Aim of the exercise
Continue the forum thread below on frame length, receptive field, and the 4^5 stride of the stacked convolutions, starting after its final post.

Open XIEchoAH opened 3 years ago
Frame length is how much audio you need to process to output the first bit of audio. The formula is obtained from calculating the receptive field of 5 stacked convolutions with kernel size 8 and stride 4. You need this receptive field to be full to compute the first LSTM step. Then the stride is given by the overall stride of 5 stacked convolutions with a stride of 4, so 4^5.
Note that with 37ms of input of audio, the model will only output 16ms, due to the overlap in the output of the transposed convolutions. Then every time it receives 16ms, it will output another 16ms of audio.
Hi, sorry to ask the same question here again.
I followed your elaboration from issue #82 which explained 37ms (597 / 16k) latency from the U-Net structure.
But I am still confused about the 16ms length of the output. The formula is given above 4 (stride) ^5 (depth) . Could you explain more details on this formula? How does this formula work actually?
Thank you in advance for your reply.
According to this doc that i had read for calculating Receptive field length, 4**5 seems to fit the description of receptive field length.

Supplied information
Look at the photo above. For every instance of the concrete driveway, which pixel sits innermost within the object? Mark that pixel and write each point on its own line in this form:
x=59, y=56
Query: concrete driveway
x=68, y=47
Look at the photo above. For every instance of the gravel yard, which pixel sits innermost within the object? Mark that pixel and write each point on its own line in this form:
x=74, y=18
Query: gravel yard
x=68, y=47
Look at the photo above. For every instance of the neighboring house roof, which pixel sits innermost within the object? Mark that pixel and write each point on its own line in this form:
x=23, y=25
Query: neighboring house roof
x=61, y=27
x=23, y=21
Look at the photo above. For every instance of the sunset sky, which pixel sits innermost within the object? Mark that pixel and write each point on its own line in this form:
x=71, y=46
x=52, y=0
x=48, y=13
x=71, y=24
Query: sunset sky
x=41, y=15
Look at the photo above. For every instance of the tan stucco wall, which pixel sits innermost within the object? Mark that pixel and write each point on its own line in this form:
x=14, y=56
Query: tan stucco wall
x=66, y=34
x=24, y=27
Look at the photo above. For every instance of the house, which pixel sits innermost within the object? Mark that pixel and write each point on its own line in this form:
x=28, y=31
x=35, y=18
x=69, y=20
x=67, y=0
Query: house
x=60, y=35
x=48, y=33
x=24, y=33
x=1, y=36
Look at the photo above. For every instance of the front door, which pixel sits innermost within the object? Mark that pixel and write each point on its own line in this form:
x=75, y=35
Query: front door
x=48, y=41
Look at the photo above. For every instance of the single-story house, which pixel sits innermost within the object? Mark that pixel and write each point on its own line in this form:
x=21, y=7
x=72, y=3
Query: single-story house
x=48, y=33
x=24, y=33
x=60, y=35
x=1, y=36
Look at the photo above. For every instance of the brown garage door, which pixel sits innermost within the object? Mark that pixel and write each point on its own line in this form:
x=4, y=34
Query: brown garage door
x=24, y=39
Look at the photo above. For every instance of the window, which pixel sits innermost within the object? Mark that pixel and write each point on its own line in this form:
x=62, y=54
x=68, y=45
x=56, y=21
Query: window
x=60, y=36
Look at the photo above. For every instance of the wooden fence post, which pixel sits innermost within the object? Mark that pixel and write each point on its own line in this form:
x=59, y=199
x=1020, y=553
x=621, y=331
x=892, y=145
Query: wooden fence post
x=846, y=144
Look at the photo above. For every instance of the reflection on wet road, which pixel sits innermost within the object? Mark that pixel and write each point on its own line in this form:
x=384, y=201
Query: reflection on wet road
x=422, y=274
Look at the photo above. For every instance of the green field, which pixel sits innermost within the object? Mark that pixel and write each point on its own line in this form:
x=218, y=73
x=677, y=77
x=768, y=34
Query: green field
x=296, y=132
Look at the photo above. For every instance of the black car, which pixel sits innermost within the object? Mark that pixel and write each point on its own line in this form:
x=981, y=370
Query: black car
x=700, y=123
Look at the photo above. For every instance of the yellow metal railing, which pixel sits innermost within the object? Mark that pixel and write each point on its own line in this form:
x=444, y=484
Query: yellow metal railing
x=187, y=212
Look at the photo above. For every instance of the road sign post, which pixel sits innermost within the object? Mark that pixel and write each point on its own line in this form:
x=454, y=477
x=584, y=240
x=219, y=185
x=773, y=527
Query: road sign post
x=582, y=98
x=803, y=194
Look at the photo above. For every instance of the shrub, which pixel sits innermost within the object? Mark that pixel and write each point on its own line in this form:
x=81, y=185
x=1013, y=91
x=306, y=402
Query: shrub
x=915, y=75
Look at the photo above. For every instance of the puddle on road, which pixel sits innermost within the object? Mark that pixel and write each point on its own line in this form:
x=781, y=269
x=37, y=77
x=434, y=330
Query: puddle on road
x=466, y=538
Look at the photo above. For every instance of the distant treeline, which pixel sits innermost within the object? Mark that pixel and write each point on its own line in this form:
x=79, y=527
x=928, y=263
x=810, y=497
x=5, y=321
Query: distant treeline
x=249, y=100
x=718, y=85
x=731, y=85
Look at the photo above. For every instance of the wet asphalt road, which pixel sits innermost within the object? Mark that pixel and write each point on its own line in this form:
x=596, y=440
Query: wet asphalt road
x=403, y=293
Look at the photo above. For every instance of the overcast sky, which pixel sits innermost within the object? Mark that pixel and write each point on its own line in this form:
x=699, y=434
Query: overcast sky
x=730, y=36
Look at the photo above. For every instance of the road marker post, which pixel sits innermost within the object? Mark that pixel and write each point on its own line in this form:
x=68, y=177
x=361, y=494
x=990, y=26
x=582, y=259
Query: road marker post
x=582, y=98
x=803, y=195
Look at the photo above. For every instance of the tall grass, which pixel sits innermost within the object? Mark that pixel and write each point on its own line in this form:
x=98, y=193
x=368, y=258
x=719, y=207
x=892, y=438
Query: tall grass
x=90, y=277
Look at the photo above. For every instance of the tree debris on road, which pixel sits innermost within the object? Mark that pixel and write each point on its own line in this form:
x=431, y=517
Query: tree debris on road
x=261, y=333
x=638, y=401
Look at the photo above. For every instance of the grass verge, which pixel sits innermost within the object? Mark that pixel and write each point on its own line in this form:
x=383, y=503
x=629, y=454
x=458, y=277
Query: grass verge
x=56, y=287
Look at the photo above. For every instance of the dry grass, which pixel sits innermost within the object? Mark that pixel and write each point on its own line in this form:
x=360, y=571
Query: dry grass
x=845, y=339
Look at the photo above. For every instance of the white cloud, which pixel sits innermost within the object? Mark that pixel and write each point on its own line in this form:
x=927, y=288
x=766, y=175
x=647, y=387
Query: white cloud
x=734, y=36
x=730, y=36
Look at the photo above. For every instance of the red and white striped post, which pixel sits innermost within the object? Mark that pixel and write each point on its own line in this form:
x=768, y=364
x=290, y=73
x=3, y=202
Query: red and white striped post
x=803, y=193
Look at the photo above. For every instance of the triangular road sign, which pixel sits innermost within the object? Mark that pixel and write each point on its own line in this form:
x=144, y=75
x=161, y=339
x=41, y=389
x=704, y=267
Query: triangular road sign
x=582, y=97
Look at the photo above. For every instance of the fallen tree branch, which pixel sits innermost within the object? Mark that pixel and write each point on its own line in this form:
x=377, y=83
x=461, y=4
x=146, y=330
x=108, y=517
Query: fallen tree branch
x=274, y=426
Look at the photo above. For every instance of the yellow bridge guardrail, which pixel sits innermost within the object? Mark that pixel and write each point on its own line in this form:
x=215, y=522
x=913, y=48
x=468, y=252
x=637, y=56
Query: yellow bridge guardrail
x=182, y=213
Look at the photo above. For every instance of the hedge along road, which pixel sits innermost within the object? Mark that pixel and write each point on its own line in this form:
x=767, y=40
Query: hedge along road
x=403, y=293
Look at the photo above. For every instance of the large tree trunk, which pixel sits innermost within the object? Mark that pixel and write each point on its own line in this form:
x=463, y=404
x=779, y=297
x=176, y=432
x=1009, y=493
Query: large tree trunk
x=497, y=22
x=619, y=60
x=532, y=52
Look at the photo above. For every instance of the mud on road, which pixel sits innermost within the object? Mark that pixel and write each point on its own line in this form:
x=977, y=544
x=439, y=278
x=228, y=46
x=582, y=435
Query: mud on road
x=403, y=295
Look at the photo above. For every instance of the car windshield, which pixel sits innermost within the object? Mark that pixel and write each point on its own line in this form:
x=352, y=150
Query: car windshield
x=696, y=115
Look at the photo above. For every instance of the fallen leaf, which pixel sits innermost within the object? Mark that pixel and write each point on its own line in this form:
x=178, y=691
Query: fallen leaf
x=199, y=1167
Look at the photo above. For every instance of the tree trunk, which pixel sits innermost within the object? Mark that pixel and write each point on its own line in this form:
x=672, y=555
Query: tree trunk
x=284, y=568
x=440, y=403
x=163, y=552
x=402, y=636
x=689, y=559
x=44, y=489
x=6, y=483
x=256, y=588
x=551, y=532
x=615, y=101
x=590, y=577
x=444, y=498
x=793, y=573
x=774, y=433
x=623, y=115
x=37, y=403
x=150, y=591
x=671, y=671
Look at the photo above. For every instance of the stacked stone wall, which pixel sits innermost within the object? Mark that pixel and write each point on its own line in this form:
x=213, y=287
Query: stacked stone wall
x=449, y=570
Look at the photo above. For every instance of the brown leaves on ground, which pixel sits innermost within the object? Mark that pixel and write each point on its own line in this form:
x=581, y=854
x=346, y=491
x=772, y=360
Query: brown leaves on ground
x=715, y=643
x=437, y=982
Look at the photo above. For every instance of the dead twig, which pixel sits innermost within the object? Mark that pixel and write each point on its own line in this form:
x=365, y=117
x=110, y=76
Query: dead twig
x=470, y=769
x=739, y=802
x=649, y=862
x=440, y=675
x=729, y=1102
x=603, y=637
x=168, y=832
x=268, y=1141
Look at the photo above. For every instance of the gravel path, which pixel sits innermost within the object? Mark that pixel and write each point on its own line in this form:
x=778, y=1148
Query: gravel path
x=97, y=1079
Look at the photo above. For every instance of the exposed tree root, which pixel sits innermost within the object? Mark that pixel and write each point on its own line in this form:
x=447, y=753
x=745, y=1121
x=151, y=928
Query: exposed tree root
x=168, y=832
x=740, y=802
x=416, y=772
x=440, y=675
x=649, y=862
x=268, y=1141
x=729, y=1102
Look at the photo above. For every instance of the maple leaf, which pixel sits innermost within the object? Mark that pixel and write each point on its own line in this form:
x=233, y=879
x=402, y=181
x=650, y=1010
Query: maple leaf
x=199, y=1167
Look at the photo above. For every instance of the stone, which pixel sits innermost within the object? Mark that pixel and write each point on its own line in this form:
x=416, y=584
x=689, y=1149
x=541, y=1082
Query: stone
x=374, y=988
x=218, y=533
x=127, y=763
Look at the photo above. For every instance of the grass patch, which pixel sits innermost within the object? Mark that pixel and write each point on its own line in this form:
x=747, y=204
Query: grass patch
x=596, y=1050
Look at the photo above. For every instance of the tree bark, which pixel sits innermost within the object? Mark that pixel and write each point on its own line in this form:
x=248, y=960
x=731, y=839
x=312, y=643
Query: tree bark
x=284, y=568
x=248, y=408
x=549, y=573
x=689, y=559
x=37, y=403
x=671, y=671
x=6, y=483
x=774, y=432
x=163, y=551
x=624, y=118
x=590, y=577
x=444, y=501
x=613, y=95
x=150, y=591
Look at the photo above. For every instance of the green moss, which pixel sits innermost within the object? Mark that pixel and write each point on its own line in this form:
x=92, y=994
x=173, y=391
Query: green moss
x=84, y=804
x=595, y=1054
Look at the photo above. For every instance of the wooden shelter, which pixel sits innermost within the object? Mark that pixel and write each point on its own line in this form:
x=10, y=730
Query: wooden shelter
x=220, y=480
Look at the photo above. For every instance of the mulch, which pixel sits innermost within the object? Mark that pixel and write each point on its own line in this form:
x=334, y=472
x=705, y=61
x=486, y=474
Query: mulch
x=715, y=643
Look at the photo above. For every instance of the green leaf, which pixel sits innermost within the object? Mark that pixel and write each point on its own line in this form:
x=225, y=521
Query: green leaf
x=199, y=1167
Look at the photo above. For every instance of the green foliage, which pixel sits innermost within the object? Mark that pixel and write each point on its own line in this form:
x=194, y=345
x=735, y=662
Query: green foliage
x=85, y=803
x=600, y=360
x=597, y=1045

Output of the exercise
------
input_layer: n = 1; r = 1; j = 1; start = 0.5
------
------
conv1: n = -1; r = 4; j = 8; start = 5.0
------
------
conv2: n = -2; r = 16; j = 36; start = 27.0
------
------
conv3: n = -2; r = 64; j = 148; start = 99.0
------
------
conv4: n = -2; r = 256; j = 596; start = 387.0
------
------
conv5: n = -2; r = 1024; j = 2388; start = 1539.0
The model up sample the audio by a factor of 4 before feeding it to the model. Thus in the original sample rate the overall stride is 4^5 / 4 = 256 which gives 256/16000=16ms.
Hello,sorry to disturb you. I read the paper and code, but still confused about the frame length and frame shift of the audios.
In the Training paragraph, it said " With this setup, the causal DEMUCS processes audio has a frame size of 37 ms and a stride of 16 ms."
Here, why the frame length and frame shift is 37 and 16ms ? How is it calculated?
Hopefully to hear from you.